START TEXT EXCERPT
Cloud file services vendors – CTERA, Egnyte, Nasuni, Panzura – are meeting new competition in the specialized image digital pathology area in the form of Bulgaria’s Tiger Technology.
Digital pathology refers to images of pathology specimen glass slides. The slides contain small slices of tissue, which may have been stained to highlight specific features. A doctor or other medical professional can inspect them to check for signs of disease or deterioration. Such images are taken by special digital scanners and need to be zoomable to fine detail, as if the viewer was looking through an actual microscope.
Alexander Lefterov, Tiger Tech’s founder and CEO, told B&F: “We are working with different scanning machine vendors and their workflows [for example Phillips]. A module in its scanner talks to our API to access cloud data. We’re middleware vendors and integrate our software with these front-end devices.”
Tiger Technology provides a hybrid multi-cloud file namespace for Windows Servers and enables space-saving file tiering from on-premises servers to cheaper file and object stores with ancillary backup, archive, file sync, business continuity, and disaster recovery benefits. It has several products: Tiger Store on-premises file sharing; Tiger Pool combines multiple volumes into a single pool; Tiger Spaces file sharing among work group members; and the Tiger Bridge cloud storage gateway, syncing and tiering product.
END TEXT EXCERPT
START MATERIAL SUPPLIED
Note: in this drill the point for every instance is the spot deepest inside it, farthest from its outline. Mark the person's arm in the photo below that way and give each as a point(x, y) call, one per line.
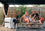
point(4, 11)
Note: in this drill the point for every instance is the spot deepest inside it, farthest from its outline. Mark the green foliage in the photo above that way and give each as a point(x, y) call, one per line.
point(22, 10)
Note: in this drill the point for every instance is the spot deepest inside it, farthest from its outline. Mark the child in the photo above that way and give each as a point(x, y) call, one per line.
point(30, 18)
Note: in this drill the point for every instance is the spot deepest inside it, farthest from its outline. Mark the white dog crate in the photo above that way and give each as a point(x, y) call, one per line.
point(9, 22)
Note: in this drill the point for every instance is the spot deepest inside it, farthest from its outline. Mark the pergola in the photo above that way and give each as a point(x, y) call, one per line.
point(7, 2)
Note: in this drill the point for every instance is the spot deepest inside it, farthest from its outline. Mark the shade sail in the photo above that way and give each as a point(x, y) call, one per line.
point(23, 1)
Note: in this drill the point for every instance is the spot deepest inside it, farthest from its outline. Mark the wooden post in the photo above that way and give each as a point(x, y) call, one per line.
point(5, 9)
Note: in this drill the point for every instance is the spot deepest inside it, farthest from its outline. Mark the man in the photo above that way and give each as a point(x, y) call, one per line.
point(16, 21)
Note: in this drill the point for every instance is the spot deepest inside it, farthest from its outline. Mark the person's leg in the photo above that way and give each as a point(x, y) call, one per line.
point(14, 25)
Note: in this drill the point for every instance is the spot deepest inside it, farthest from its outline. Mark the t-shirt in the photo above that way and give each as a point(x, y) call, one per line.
point(30, 19)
END MATERIAL SUPPLIED
WHAT TO WORK ON: Rewrite the part of the Tiger Technology article that begins at the words "Cloud file services" and stops after "Bulgaria’s Tiger Technology.", swapping "competition" for "rivalry".

ANSWER BOX:
Cloud file services vendors – CTERA, Egnyte, Nasuni, Panzura – are meeting new rivalry in the specialized image digital pathology area in the form of Bulgaria’s Tiger Technology.